**Data to use:**
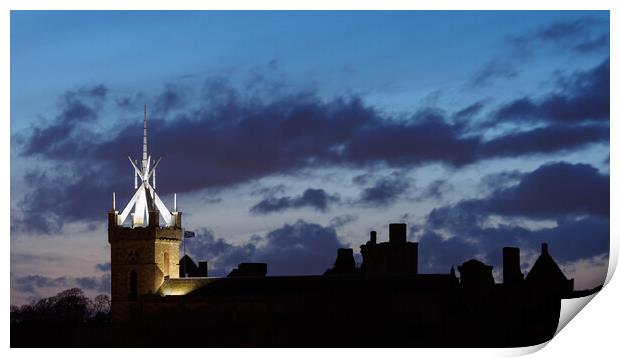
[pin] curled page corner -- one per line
(570, 308)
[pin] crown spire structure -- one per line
(145, 199)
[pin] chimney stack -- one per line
(512, 265)
(398, 233)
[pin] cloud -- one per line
(37, 284)
(555, 189)
(583, 96)
(385, 191)
(300, 248)
(551, 138)
(552, 190)
(96, 283)
(317, 199)
(106, 266)
(435, 190)
(574, 196)
(582, 35)
(31, 283)
(171, 98)
(469, 112)
(66, 132)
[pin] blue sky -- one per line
(314, 126)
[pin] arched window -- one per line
(166, 264)
(133, 283)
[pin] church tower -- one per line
(143, 252)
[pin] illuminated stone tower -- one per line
(143, 252)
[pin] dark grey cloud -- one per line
(221, 255)
(316, 199)
(435, 190)
(300, 248)
(31, 283)
(551, 138)
(232, 138)
(106, 266)
(491, 71)
(385, 191)
(342, 220)
(495, 181)
(66, 133)
(470, 111)
(572, 239)
(171, 98)
(581, 97)
(34, 283)
(97, 283)
(555, 189)
(581, 35)
(552, 190)
(575, 196)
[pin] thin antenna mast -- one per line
(144, 154)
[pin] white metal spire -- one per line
(145, 198)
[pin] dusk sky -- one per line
(287, 135)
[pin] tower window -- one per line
(133, 283)
(166, 264)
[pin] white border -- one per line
(594, 331)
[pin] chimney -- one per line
(512, 265)
(398, 233)
(202, 269)
(345, 260)
(153, 218)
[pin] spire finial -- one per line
(144, 146)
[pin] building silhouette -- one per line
(383, 301)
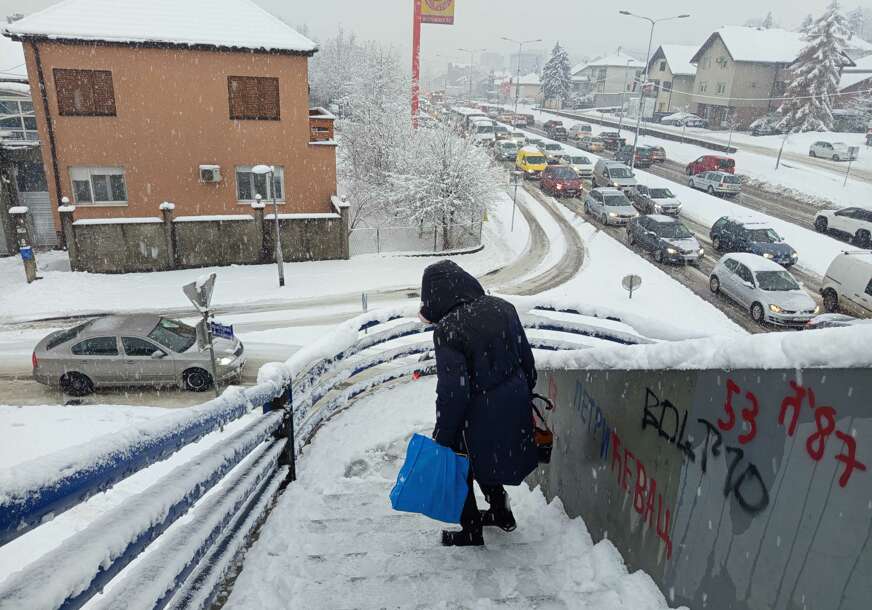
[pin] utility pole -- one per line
(653, 22)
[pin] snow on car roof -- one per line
(755, 262)
(216, 23)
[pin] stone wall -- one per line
(135, 245)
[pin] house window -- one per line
(17, 119)
(249, 184)
(253, 98)
(84, 92)
(98, 185)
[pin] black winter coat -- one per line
(486, 374)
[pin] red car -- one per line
(711, 163)
(560, 180)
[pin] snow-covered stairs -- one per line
(333, 541)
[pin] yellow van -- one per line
(531, 161)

**What to do:** Copy out every line of the material above exactly, skipping the pictures.

**Written solution:**
[pin] curled page corner -- one per line
(570, 308)
[pin] crown spire structure -- one per line
(145, 199)
[pin] chimney stack -- one per line
(512, 265)
(398, 233)
[pin] cloud -- one per line
(37, 284)
(555, 189)
(583, 96)
(385, 191)
(300, 248)
(551, 138)
(552, 190)
(96, 283)
(317, 199)
(106, 266)
(435, 190)
(574, 196)
(582, 35)
(31, 283)
(171, 98)
(469, 112)
(66, 132)
[pin] blue sky -- one per line
(314, 126)
[pin] arched window -- one per line
(166, 264)
(133, 283)
[pin] church tower -- one per line
(143, 252)
[pin] illuminated stone tower -- one per line
(143, 252)
[pin] dark grey cloud -- one per line
(221, 255)
(316, 199)
(435, 190)
(300, 248)
(31, 283)
(551, 138)
(232, 138)
(106, 266)
(491, 71)
(385, 191)
(342, 220)
(495, 181)
(66, 133)
(470, 111)
(572, 239)
(171, 98)
(581, 97)
(34, 283)
(97, 283)
(555, 189)
(581, 35)
(552, 190)
(575, 196)
[pin] thin antenna mast -- one per line
(144, 154)
[pin] white metal spire -- one per line
(145, 198)
[pin] dusk sky -- one per line
(287, 135)
[pin] tower window -- one per line
(133, 283)
(166, 264)
[pin] white border -- one per line
(594, 331)
[pin] chimney -- one per line
(512, 265)
(398, 233)
(202, 269)
(345, 260)
(153, 218)
[pin] spire finial -- one per line
(144, 146)
[pin] building silhouette -- one per line
(383, 301)
[pin] utility pole -- one per line
(653, 22)
[pin] snow on car roof -- one per line
(755, 262)
(216, 23)
[pin] stone wall -- one per line
(135, 245)
[pin] house window -- one per line
(17, 119)
(249, 184)
(253, 98)
(84, 92)
(98, 185)
[pin] black winter coat -- one per line
(486, 374)
[pin] red car -- one per line
(711, 163)
(560, 180)
[pin] snow-covered stairs -- one per line
(333, 541)
[pin] yellow van -- one per line
(531, 161)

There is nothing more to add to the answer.